Task directions
Please output each line of the data below as a numbered list, leaving out any blank lines.
■ ■ ■ ■
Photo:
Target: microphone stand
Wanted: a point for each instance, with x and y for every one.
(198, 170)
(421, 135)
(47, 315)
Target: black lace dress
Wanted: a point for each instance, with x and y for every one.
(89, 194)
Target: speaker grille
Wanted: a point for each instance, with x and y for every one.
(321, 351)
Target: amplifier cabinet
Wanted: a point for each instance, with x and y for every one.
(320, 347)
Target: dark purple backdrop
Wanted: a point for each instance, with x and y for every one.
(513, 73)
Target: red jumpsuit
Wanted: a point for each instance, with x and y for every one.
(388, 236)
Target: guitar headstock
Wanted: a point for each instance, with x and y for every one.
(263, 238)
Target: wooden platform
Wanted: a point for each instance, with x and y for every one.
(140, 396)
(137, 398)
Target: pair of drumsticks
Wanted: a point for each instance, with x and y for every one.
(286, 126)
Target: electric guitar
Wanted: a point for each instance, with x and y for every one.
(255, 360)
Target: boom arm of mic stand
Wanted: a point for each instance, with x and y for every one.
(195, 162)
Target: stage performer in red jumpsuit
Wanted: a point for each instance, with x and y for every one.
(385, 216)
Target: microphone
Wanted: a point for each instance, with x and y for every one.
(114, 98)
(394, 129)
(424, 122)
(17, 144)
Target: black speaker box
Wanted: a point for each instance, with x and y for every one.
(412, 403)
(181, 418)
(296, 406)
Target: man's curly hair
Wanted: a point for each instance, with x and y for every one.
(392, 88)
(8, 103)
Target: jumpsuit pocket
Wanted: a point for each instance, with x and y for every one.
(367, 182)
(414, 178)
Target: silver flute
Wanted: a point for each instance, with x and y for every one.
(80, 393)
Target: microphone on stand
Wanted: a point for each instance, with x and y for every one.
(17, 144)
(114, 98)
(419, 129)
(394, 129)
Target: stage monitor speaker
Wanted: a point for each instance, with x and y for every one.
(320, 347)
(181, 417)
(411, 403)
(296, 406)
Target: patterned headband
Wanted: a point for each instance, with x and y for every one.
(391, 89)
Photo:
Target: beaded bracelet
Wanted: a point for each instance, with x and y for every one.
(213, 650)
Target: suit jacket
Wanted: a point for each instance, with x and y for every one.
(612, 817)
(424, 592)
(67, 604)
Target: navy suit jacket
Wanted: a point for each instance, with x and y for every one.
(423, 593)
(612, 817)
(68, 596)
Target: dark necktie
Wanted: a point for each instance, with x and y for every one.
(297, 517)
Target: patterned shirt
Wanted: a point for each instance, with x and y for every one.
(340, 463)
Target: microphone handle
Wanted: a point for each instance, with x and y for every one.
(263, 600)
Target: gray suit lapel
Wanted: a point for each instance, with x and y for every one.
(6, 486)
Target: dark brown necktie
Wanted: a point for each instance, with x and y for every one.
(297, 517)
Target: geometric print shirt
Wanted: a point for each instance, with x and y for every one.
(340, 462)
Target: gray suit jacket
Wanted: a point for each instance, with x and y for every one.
■ ■ ■ ■
Result below
1. Photo:
2. Target: microphone stand
3. Wanted: a point for each instance, with x and y for every one.
4. (198, 170)
5. (421, 135)
6. (47, 315)
7. Target: black lace dress
8. Wanted: a point for each instance, with x and y for every one.
9. (89, 194)
10. Target: speaker grille
11. Wanted: a point for each instance, with x and y for every one.
12. (321, 351)
13. Target: amplifier cabinet
14. Wanted: a point for each instance, with x and y for every one.
15. (320, 347)
16. Target: dark purple backdrop
17. Wanted: a point for each instance, with x and y for every one.
18. (513, 73)
19. Target: red jumpsuit
20. Wanted: a point for each instance, with x and y for every one.
21. (388, 236)
22. Target: guitar headstock
23. Wanted: a point for each instance, with x and y for every one.
24. (263, 238)
25. Target: wooden platform
26. Wanted: a point for each instance, with x and y for every one.
27. (140, 396)
28. (137, 398)
29. Target: pair of drumsticks
30. Wanted: a point for each instance, with x and y for every one.
31. (286, 126)
32. Target: electric guitar
33. Wanted: a point for each instance, with x and y for every one.
34. (255, 360)
35. Target: boom arm of mic stand
36. Wanted: a point for each instance, with x and y for every one.
37. (195, 162)
38. Target: stage performer in red jumpsuit
39. Wanted: a point for each instance, with x and y for every one.
40. (385, 216)
41. Target: microphone
42. Wanted: a point for each instance, with x and y for every one.
43. (114, 98)
44. (394, 129)
45. (424, 122)
46. (17, 144)
47. Target: black speaker box
48. Wanted: a point for each instance, with x and y for every one.
49. (412, 403)
50. (181, 418)
51. (296, 406)
52. Target: man's curly hair
53. Wanted: a point for each instance, with x and y for every one.
54. (392, 88)
55. (8, 103)
56. Target: jumpsuit pocket
57. Wanted: a point for each instance, with x and y for every one.
58. (367, 182)
59. (414, 178)
60. Target: silver flute
61. Wanted: a point for each instance, with x and y for every one.
62. (80, 393)
63. Target: microphone on stand
64. Wanted: a point for each instance, with x and y for every one.
65. (17, 144)
66. (114, 98)
67. (419, 129)
68. (394, 129)
69. Target: stage monitor speaker
70. Wanted: a point for each instance, with x and y for every one.
71. (320, 347)
72. (181, 417)
73. (411, 403)
74. (296, 406)
75. Target: patterned headband
76. Wanted: a point for each instance, with x and y for every one.
77. (391, 89)
78. Photo:
79. Target: beaded bracelet
80. Wanted: a point for each instance, with x and y for every one.
81. (213, 650)
82. Target: suit jacket
83. Wanted: a point for each instance, with x and y for every one.
84. (612, 817)
85. (424, 592)
86. (67, 604)
87. Target: navy suit jacket
88. Wanted: a point for each instance, with x and y for every one.
89. (423, 593)
90. (612, 817)
91. (68, 596)
92. Target: dark necktie
93. Wanted: a point for each instance, with x and y for every one.
94. (297, 517)
95. Target: patterned shirt
96. Wanted: a point for each instance, with x and y for every one.
97. (340, 463)
98. Target: microphone handle
99. Wanted: a point for each instance, with x and y for every one.
100. (263, 600)
101. Target: gray suit lapel
102. Wanted: a point for each instance, with x and y for every one.
103. (6, 486)
104. Target: dark brown necktie
105. Wanted: a point for each instance, with x and y for every one.
106. (297, 517)
107. Target: geometric print shirt
108. Wanted: a point for each instance, with x and y for every one.
109. (340, 462)
110. Target: gray suit jacket
111. Wanted: a point for each instance, with x and y for every one.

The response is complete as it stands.